-------- Material shown --------
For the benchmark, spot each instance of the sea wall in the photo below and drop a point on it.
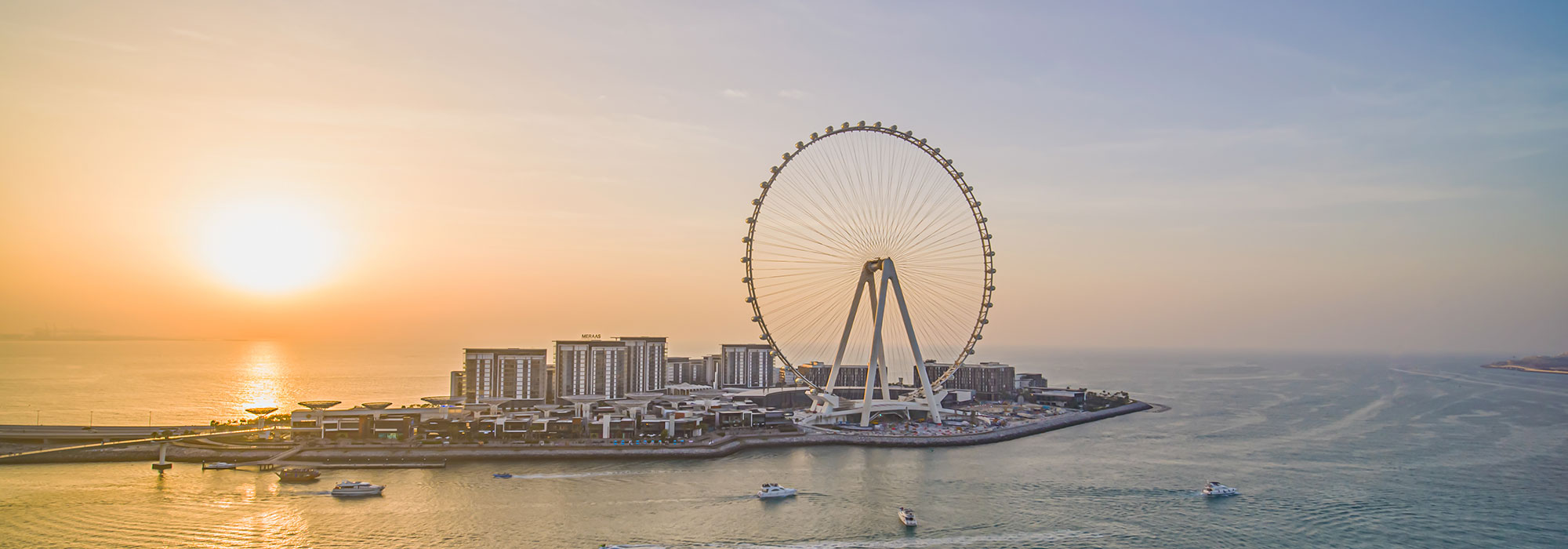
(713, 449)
--------
-------- Material shown --------
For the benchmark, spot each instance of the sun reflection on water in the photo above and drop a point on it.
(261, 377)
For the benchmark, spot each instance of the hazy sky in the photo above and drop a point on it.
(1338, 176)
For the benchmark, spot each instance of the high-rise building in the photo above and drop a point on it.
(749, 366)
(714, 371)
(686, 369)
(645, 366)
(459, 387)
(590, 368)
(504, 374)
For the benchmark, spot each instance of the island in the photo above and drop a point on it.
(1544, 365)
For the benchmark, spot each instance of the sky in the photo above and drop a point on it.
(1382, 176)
--------
# [Written problem]
Put the records starting with the line containing "For the benchmark, spot each instance of the high-rise" and going on through the line containing "(1382, 176)" into a JSON list of strings, one string per line, leaving out blank lines.

# [Task result]
[
  "For the benchmark, spot each instance of the high-rise building in the photo above and drop a point on it.",
  "(749, 366)",
  "(714, 371)",
  "(686, 369)",
  "(645, 366)",
  "(459, 387)",
  "(590, 368)",
  "(504, 374)",
  "For the benchmark, spot each instance of the island in the photo above and drop a point on it.",
  "(1544, 365)",
  "For the benchmark, spot each instance of the sky in the photo above and drop a point on it.",
  "(1382, 176)"
]